* [Text excerpt]
Alexander B. Andrews 1841-1915 (H-80)
H-80

Railroad builder and financier. Vice-president, Southern Railroad; superintendent, North Carolina Railroad. Home is here.

Location: North Blount Street in Raleigh
County: Wake
Original Date Cast: 1971

Alexander B. Andrews, the railroad executive who managed the completion of the Western North Carolina Railroad, was born to William J. and Virginia Hawkins Andrews near Franklinton on July 23, 1841. With both of his parents dead by 1853, young Andrews was placed under the guardianship of his uncle Philemon B. Hawkins, a railroad developer. Andrews left Henderson Male Academy in 1859 to join his uncle in work on the Blue Ridge Railway in South Carolina. After working briefly as a clerk, Alexander Andrews was promoted to general superintendent, purchasing agent, and paymaster. He continued in that capacity until he left to enlist in the Confederate cavalry. Serving the majority of his time as first lieutenant of Company B, First North Carolina Cavalry, Alexander Andrews fought in most of the Army of Northern Virginia’s campaigns of 1862 and 1863. His most noteworthy battle experience was his attack and repulse of United States gunboats near Hamilton, a rare occurrence of fighting between naval and cavalry units. Shot through a lung in 1864, Andrews was forced to retire from service.

* [Required task 1] According to the Andrews marker text, what rank and unit did Andrews serve in for most of his Confederate service?
* [Required task 2] From the Andrews marker text, reproduce word for word the part that opens with the words containing "Alexander B. Andrews 1841-1915" and closes with "Home is here.".
* [Required task 3] List every railroad or railway named in the Andrews marker text.
The rows below this note come from a separate source.

* [Data section]
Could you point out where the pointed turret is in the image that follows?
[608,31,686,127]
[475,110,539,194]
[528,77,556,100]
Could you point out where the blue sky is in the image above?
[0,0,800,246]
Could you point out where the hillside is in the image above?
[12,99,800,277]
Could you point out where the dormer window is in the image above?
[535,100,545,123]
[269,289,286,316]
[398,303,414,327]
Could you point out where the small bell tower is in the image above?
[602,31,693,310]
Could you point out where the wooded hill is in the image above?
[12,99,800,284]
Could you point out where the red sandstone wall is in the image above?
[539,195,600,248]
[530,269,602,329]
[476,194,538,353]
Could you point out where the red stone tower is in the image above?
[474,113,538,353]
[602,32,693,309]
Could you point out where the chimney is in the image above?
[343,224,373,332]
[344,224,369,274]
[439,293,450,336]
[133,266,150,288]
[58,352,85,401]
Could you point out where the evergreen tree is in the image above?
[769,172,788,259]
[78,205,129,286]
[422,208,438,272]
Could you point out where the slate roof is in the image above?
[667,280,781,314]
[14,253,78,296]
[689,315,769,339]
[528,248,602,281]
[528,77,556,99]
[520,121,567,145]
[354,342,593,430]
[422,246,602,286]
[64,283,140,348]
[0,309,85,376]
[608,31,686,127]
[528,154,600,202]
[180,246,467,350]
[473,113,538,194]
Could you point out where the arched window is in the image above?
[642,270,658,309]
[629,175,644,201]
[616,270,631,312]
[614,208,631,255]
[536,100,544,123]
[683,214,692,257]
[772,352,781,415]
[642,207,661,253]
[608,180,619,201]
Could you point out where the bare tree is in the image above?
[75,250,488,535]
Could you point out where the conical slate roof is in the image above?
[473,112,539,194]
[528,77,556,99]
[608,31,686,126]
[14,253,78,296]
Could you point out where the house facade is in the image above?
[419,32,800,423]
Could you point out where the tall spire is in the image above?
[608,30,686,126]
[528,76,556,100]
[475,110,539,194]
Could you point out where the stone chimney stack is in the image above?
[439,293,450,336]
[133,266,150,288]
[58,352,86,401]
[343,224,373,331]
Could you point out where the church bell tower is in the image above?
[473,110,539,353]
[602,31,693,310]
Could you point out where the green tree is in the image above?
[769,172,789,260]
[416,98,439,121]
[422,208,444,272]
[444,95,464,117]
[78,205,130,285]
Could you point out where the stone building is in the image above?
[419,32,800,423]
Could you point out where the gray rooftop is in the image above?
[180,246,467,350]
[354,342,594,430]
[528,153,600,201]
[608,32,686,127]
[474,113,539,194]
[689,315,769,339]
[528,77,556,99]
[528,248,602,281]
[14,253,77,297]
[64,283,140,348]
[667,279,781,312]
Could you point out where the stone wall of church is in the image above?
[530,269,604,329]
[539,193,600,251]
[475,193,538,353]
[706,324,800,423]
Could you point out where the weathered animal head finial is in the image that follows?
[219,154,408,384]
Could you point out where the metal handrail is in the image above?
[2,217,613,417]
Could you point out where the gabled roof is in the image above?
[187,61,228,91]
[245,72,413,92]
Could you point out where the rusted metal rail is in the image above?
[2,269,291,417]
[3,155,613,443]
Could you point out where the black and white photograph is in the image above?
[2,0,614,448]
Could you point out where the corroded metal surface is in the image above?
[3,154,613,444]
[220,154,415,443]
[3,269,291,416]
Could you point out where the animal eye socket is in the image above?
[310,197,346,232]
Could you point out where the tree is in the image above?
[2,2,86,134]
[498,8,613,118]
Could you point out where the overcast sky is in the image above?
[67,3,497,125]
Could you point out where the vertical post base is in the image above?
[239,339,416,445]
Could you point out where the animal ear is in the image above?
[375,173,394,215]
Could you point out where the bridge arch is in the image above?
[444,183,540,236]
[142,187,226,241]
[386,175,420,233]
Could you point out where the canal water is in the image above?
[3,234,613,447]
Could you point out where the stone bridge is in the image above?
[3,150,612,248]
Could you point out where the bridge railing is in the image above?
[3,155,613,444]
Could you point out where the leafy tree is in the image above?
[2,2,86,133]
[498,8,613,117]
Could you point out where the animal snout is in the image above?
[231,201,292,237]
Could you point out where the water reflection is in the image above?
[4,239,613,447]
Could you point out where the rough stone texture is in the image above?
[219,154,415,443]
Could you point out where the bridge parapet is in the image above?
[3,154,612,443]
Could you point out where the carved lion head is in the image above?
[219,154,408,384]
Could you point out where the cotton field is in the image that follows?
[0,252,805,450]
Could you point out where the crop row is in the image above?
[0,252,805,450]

* [Correct answer 1] He served as first lieutenant of Company B, First North Carolina Cavalry.

* [Correct answer 2]
Alexander B. Andrews 1841-1915 (H-80)
H-80

Railroad builder and financier. Vice-president, Southern Railroad; superintendent, North Carolina Railroad. Home is here.

* [Correct answer 3]
Southern Railroad
North Carolina Railroad
Western North Carolina Railroad
Blue Ridge Railway